### Directions:
Among the lines below, take the one holding "Mark every instance of the microwave", the one holding "Mark every instance of the shirt placket", and all lines between them. Set them down exactly.
____ Data shown
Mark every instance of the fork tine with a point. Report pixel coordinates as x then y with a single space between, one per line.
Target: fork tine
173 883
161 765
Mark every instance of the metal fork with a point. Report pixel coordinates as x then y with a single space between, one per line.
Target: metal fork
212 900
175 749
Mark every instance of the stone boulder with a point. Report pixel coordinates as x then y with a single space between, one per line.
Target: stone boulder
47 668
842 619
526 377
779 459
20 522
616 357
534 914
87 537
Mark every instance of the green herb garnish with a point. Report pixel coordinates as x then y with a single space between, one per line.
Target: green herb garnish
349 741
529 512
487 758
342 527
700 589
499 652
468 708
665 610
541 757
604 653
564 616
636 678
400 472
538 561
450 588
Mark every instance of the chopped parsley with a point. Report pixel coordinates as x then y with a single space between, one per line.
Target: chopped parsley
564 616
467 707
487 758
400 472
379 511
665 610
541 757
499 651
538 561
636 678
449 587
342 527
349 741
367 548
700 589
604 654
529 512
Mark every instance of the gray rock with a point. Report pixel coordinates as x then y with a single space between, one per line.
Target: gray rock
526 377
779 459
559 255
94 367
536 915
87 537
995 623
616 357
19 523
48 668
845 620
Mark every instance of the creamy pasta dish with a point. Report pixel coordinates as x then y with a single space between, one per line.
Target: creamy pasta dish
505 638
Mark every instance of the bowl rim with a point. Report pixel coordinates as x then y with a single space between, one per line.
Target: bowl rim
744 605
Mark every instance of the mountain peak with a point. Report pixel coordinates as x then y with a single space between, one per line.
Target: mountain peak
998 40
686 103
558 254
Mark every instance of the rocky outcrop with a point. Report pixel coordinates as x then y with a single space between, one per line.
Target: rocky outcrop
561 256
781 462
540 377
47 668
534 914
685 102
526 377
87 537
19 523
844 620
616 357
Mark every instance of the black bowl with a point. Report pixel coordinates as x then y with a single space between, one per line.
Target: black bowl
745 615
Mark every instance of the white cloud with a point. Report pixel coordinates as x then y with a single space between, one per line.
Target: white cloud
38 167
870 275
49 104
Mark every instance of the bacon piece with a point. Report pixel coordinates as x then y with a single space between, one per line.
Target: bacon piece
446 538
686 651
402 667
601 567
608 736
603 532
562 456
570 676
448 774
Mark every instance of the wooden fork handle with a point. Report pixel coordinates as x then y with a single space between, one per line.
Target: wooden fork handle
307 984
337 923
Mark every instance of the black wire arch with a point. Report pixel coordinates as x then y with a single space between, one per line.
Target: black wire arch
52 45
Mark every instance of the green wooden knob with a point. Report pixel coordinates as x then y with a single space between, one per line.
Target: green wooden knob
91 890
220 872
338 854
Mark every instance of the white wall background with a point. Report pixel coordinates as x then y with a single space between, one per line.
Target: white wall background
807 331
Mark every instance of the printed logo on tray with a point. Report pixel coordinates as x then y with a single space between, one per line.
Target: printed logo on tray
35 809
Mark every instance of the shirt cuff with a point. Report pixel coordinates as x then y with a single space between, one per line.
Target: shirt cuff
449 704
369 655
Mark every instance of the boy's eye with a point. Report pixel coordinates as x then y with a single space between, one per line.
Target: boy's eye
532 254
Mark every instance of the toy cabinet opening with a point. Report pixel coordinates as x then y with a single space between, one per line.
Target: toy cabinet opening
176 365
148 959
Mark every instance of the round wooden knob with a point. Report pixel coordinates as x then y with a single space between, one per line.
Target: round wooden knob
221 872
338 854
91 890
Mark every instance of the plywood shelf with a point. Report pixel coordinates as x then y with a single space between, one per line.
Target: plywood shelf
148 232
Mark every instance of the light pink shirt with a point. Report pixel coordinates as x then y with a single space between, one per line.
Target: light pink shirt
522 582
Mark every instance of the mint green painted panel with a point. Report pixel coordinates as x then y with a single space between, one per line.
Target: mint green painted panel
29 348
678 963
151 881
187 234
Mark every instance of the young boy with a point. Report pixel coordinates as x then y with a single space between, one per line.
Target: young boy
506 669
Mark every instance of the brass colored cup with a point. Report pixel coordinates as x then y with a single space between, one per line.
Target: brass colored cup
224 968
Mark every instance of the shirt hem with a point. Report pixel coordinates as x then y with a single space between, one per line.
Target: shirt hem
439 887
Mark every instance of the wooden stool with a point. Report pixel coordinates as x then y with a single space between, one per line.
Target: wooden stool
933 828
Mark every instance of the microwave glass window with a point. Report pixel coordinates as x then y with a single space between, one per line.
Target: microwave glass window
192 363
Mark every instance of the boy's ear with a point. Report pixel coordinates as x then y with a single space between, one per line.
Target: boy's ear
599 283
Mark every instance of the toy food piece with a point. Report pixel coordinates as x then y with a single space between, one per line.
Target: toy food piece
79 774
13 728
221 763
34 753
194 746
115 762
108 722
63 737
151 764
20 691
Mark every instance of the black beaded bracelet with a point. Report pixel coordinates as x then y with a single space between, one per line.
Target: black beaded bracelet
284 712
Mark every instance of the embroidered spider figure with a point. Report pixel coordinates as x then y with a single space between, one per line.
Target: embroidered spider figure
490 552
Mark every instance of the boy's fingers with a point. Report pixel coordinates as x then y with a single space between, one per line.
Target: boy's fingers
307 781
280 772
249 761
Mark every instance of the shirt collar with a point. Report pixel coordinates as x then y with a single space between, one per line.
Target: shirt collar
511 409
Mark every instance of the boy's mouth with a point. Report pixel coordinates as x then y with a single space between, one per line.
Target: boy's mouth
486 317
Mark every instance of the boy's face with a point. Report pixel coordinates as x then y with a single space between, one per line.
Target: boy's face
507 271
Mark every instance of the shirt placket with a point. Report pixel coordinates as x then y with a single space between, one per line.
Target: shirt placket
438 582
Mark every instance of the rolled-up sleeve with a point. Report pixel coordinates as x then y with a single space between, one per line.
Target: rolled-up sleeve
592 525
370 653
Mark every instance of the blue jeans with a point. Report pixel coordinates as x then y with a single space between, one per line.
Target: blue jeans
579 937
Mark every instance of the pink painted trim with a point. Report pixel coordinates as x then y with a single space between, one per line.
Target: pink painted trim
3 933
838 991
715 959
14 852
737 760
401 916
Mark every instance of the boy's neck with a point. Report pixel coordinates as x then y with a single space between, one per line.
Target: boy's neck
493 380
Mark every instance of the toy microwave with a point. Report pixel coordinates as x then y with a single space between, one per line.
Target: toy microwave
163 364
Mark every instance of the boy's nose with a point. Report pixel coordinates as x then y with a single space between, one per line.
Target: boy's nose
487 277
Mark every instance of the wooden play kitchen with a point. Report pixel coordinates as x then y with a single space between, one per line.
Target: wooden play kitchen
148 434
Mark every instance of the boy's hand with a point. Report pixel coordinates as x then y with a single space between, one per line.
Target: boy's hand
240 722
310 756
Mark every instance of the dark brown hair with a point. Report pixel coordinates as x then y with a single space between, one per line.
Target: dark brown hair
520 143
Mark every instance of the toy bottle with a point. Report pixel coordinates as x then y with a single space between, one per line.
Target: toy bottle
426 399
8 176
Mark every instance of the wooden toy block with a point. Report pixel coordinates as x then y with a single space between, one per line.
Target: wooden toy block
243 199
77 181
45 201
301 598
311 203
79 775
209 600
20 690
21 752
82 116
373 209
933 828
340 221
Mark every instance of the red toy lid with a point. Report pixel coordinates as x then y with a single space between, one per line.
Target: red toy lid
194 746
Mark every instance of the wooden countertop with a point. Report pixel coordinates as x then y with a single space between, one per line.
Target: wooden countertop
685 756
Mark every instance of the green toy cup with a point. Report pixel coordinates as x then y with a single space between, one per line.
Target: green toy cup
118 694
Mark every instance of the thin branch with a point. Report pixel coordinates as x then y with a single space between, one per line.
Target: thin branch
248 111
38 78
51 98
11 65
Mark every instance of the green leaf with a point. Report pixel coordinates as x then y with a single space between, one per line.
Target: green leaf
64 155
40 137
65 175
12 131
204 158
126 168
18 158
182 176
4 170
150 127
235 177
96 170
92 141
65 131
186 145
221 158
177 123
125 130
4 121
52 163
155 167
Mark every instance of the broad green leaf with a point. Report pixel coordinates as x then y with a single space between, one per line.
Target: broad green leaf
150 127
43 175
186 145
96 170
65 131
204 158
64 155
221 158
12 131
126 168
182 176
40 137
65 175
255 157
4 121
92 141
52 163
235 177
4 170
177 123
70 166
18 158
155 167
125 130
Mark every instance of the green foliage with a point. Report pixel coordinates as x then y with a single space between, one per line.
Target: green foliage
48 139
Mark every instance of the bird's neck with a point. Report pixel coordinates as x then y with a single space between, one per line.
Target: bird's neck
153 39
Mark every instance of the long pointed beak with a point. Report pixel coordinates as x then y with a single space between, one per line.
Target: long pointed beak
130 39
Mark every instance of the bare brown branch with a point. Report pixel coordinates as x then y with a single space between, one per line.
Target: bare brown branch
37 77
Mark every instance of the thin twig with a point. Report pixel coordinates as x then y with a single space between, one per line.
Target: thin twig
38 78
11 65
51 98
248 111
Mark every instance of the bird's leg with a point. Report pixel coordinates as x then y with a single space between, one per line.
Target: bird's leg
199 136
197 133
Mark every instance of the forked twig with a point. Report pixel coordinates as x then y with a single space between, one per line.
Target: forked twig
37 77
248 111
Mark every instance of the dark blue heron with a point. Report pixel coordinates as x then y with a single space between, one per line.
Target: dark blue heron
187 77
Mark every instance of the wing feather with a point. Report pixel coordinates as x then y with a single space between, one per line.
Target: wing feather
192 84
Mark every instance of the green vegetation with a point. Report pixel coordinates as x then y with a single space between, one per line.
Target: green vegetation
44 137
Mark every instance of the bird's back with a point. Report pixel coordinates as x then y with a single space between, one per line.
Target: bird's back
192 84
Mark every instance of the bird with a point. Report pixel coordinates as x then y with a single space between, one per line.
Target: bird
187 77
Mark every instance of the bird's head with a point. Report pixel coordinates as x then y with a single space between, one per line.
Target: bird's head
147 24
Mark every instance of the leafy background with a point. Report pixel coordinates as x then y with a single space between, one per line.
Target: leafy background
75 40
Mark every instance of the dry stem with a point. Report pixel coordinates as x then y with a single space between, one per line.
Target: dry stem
________
### Result for this task:
Mark every instance of the microwave glass window with a point. Report pixel coordinates as x then y with a single space between, one per line.
Target: microwave glass window
192 363
Mark every instance of the boy's ear with a point. Report pixel coordinates as x then y with a single space between, one per line.
Target: boy's ear
599 283
Mark every instance of the toy food piece with a point. Report pixel coordinates as x then y with a single space between, one per line.
Target: toy food piece
79 774
13 728
221 763
34 753
194 746
115 762
108 722
63 737
151 764
20 691
Mark every instance of the black beaded bracelet with a point. Report pixel coordinates as x then y with a single space between, one per line.
Target: black beaded bracelet
284 712
Mark every instance of the embroidered spider figure with a point. Report pixel coordinates as x then y with a single space between, one per line.
Target: embroidered spider figure
490 552
Mark every instance of the boy's fingers with a point. Report pixel coordinates as x then y with a single space between, one per line.
Target: boy's fingers
307 781
280 772
249 761
Mark every instance of the shirt collar with a point. Report pixel coordinates as x then y with a single space between, one per line.
Target: shirt collar
511 409
Mark every instance of the boy's mouth with a point. Report pixel coordinates as x then y with a single space between, one per line.
Target: boy's mouth
486 317
Mark every instance of the boy's face with a point. Report pixel coordinates as x then y with a single space between, one per line.
Target: boy's face
507 271
Mark every instance of the shirt placket with a point. Report pixel coordinates as x then y with a single space between, one per line.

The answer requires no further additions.